Pour Danil Ismaël, s’il ne fait aucun doute que les ravisseurs sont Malgaches. Ils pourraient bien s’appuyer sur certaines complicités karana. « Les ravisseurs sont en général très bien renseignés », confirme un journaliste de la capitale. De là à voir un règlement de compte entre les familles les plus influentes d’une communauté qui compte parmi les principales puissances financières de l’île, il n’y a qu’un pas que refusent, pour l’instant, de franchir les enquêteurs.

# # # #

#### Exercices à réaliser
(a) Traduisez en anglais la phrase suivante de l'extrait sur les ravisseurs : « Les ravisseurs sont en général très bien renseignés », confirme un journaliste de la capitale.
(b) Relevez chaque ligne des entrées qui contient le mot « hide », en respectant la casse.

#### Données extraites
# # # #

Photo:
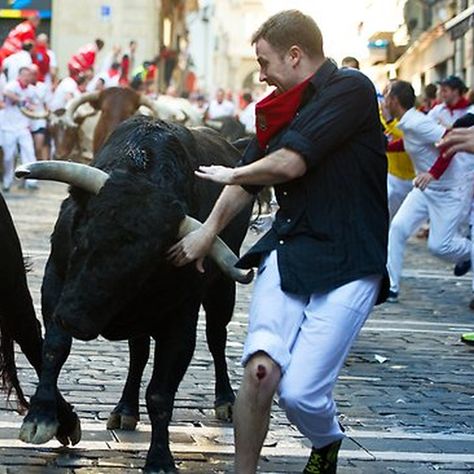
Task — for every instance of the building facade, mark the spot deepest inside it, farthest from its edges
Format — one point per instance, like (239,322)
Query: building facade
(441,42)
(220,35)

# # # #

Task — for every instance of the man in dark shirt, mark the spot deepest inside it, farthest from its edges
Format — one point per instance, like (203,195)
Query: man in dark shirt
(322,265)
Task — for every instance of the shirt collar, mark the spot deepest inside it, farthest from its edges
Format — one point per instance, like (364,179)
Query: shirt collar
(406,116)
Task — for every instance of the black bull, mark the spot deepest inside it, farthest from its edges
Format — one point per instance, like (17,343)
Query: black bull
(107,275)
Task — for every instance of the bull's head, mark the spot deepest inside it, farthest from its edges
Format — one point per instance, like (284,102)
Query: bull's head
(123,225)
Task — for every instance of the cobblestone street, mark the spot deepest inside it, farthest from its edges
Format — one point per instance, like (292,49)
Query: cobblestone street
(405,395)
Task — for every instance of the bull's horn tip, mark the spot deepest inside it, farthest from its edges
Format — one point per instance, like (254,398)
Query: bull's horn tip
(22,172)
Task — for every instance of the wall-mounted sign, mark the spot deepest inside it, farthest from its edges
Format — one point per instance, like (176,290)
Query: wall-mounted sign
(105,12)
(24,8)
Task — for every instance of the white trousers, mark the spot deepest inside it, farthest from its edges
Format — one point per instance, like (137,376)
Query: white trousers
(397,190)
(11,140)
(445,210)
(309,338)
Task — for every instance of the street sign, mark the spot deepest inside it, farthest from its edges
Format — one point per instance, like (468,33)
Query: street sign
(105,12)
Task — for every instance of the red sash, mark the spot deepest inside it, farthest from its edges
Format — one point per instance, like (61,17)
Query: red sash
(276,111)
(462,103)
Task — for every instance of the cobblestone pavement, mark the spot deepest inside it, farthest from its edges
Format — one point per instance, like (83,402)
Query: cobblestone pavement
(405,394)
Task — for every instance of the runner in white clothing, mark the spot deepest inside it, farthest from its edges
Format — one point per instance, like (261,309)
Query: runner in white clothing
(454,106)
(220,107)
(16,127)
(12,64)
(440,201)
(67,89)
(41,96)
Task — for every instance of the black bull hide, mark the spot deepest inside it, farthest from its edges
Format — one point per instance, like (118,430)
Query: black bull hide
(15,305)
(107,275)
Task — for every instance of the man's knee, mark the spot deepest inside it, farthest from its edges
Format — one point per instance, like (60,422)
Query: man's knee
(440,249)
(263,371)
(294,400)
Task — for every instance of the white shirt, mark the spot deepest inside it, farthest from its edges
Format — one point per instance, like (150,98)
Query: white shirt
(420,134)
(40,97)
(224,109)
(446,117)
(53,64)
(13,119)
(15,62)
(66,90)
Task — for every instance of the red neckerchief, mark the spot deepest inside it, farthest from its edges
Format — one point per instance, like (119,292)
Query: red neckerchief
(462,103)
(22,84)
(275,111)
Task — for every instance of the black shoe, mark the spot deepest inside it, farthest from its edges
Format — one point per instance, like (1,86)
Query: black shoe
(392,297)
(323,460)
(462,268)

# # # #

#### Corrigé des exercices
(a) "Kidnappers are generally very well informed," confirms a journalist from the capital.

(b)
Task — for every instance of the black bull hide, mark the spot deepest inside it, farthest from its edges
Query: black bull hide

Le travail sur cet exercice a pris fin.